• Task objective: Swap every "mouth" in the lines below for "lips", keep everything else unchanged, and leave the pictures out of your answer.

:: Raw data ::

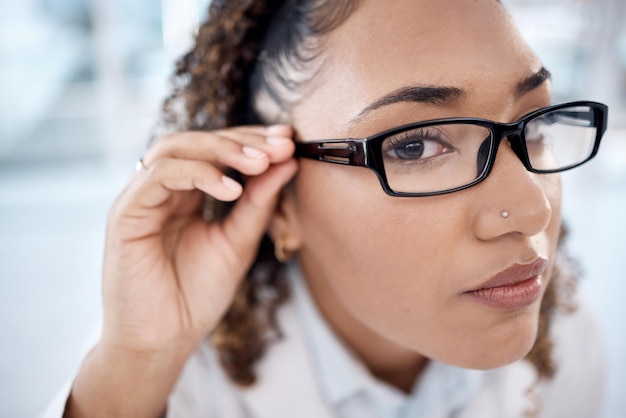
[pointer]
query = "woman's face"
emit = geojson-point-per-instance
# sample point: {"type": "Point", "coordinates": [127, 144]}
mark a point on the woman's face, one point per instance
{"type": "Point", "coordinates": [398, 270]}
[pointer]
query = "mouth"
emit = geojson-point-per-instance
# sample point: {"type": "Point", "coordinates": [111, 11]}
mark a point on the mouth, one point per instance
{"type": "Point", "coordinates": [516, 287]}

:::

• Finished exercise:
[pointer]
query = "woman's face"
emit = geojson-point-per-instance
# sample point: {"type": "Point", "coordinates": [127, 144]}
mark a point on the woman's face, one point per instance
{"type": "Point", "coordinates": [398, 270]}
[pointer]
query = "lips"
emit = geojson-point-per-instance
# sample point: {"type": "Point", "coordinates": [111, 11]}
mark a point on the lips, one point per instance
{"type": "Point", "coordinates": [516, 287]}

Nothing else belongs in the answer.